▸ What the task requires
Return each line of the entries that mentions the word "carrots".

##### Supplied information

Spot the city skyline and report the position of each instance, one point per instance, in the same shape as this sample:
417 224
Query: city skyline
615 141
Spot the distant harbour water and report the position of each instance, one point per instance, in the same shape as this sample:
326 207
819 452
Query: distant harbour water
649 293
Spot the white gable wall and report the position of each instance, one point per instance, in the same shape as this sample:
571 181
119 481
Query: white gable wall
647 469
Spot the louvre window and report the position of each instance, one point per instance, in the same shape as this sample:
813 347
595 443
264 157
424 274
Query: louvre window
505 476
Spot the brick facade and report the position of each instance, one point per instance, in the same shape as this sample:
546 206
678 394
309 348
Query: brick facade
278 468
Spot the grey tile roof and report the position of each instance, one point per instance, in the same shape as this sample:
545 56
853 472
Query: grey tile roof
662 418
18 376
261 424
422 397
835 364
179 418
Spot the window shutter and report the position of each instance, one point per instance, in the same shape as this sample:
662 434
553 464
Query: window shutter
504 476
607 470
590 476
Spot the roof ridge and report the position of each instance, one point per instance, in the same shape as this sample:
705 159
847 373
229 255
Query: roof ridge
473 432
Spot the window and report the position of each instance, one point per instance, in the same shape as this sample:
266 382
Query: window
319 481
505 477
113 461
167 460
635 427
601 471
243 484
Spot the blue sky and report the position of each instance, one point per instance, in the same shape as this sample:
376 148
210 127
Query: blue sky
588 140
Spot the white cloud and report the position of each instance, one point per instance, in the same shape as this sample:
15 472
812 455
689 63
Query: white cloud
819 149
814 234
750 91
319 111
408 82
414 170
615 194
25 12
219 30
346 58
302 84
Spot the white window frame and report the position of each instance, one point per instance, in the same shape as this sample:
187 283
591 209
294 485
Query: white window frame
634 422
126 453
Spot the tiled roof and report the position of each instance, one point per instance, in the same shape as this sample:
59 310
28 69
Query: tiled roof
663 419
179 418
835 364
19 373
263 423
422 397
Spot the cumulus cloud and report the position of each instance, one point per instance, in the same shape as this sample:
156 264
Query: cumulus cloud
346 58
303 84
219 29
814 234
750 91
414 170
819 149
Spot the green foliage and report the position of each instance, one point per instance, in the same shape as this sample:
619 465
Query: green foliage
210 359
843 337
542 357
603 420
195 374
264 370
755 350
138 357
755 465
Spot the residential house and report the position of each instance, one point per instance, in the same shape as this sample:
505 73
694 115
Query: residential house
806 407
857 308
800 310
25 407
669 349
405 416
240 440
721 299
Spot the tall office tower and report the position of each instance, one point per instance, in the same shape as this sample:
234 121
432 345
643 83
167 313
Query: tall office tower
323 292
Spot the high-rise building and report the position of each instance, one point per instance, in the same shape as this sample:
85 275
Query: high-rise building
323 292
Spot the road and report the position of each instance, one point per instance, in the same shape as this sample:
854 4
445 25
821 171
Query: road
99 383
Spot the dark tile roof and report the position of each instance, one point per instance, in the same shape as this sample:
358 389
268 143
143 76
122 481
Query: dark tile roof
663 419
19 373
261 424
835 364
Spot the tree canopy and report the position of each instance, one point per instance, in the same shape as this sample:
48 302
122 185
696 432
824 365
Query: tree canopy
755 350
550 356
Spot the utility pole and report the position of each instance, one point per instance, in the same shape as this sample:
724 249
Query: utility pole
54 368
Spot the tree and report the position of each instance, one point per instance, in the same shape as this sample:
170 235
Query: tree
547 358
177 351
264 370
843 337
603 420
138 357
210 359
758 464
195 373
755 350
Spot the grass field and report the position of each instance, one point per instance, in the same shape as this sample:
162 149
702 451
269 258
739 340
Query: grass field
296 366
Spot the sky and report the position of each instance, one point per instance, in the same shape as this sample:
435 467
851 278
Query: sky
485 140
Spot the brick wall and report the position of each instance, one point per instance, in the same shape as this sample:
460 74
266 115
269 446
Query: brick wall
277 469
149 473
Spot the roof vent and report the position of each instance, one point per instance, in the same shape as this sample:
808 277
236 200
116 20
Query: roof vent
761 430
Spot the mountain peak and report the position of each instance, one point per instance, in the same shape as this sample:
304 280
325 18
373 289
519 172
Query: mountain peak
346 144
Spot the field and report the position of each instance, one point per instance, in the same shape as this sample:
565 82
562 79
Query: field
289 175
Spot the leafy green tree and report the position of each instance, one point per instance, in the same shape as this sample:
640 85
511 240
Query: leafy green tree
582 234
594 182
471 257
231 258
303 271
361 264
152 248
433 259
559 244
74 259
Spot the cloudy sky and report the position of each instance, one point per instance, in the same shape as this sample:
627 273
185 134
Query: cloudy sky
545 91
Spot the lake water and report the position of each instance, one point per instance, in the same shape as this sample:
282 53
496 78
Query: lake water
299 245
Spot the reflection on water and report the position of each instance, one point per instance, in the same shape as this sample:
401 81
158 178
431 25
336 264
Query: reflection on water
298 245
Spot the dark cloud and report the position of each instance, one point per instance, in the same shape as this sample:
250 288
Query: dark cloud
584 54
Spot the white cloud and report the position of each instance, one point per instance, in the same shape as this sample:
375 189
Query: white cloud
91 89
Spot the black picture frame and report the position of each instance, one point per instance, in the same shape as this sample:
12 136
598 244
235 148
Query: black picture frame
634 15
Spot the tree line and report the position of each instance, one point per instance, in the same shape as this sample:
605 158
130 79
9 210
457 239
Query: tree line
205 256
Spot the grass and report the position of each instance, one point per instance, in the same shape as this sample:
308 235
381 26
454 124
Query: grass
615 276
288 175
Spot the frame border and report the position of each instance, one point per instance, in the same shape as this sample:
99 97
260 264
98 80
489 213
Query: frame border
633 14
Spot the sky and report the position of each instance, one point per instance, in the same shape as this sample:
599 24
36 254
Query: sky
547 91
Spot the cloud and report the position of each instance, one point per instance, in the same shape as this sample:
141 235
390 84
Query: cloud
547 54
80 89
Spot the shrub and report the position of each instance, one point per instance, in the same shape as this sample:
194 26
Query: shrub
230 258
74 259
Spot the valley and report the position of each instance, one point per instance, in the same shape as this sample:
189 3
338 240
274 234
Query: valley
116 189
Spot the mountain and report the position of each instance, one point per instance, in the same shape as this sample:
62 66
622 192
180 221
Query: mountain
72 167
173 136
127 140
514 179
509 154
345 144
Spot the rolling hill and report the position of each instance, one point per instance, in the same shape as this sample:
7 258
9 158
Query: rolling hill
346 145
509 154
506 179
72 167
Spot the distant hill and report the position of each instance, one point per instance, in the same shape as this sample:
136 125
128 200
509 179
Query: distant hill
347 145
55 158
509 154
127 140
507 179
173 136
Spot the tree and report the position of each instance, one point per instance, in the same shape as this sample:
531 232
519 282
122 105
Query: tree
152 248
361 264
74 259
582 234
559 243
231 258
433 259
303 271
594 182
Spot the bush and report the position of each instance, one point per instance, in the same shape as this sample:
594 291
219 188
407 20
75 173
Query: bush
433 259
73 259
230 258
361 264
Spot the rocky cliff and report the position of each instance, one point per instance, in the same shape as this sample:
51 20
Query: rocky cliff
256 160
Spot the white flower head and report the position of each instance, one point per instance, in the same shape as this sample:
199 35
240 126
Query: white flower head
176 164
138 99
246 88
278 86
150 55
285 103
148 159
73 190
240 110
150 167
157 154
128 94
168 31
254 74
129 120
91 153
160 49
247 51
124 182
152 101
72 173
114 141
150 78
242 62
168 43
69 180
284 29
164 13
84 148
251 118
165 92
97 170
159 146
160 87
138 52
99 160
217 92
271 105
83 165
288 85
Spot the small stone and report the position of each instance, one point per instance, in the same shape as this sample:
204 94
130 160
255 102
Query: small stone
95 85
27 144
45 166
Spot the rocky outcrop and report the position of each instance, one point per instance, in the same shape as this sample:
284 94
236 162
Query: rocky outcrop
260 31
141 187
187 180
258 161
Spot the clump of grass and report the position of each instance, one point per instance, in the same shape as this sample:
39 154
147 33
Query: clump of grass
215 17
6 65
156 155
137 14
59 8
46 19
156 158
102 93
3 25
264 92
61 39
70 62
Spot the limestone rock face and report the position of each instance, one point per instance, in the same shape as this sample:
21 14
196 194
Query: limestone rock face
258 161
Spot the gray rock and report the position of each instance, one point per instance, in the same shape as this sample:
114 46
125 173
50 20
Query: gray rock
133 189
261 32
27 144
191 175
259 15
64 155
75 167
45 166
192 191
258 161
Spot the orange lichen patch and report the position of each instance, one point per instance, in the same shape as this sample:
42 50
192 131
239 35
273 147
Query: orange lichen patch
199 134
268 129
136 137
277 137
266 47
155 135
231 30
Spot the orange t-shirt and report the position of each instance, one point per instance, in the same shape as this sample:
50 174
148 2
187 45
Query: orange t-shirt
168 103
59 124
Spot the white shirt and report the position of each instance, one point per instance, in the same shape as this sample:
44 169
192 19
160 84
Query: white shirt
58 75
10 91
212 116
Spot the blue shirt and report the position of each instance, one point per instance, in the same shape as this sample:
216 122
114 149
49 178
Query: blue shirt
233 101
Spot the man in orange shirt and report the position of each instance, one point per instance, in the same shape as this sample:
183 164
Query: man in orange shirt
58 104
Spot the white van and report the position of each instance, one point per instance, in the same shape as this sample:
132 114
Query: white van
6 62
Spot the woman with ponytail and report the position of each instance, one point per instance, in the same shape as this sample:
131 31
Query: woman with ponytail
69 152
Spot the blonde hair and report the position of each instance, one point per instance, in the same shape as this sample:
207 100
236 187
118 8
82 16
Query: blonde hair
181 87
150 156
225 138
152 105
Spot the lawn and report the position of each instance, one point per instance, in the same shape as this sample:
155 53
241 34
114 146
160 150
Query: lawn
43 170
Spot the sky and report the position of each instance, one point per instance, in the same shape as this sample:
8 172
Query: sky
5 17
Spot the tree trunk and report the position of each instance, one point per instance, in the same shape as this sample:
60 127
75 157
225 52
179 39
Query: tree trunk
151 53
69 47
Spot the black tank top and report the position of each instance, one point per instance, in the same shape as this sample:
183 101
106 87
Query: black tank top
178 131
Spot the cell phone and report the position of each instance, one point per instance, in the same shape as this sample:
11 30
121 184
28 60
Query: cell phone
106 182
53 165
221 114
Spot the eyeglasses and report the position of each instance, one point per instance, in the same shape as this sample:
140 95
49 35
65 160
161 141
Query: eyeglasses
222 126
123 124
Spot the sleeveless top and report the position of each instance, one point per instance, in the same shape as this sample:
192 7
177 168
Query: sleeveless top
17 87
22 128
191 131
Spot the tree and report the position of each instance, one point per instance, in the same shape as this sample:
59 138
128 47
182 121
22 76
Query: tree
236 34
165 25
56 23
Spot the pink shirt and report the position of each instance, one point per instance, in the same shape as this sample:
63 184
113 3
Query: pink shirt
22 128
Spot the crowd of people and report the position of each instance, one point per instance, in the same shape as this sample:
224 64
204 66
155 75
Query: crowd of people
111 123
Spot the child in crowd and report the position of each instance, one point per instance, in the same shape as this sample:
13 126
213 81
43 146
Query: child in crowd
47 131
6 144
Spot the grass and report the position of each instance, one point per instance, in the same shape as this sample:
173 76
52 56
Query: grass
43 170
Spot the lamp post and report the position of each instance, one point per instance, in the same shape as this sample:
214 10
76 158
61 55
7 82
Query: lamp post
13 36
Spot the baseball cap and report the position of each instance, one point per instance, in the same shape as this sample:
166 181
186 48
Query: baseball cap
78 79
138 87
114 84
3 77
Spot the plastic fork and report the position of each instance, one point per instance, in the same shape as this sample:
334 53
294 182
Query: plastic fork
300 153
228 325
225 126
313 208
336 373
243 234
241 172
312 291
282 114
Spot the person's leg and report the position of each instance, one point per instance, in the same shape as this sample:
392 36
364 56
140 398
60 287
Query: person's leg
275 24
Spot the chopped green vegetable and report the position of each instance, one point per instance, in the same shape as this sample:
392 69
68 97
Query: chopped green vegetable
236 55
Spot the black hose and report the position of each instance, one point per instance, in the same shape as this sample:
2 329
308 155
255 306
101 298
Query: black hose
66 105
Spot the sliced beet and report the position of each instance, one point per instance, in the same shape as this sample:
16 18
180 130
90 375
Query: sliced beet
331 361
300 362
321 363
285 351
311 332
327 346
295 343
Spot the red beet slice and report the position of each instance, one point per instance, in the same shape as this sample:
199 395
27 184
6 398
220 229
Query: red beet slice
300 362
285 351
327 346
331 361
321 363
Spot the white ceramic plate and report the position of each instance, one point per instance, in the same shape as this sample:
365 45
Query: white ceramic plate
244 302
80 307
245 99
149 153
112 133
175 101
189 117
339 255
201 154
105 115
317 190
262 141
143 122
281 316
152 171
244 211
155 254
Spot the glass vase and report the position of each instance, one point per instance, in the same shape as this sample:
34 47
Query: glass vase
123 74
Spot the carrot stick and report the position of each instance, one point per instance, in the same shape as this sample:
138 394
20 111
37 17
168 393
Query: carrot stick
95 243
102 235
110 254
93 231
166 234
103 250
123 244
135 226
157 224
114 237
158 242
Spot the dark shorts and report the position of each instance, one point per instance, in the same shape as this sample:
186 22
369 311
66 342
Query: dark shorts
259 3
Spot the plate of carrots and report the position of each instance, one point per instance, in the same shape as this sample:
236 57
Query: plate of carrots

##########

▸ Solution for this task
Spot the plate of carrots and report the position of each instance, one point per instance, in the same shape as this sample:
Query: plate of carrots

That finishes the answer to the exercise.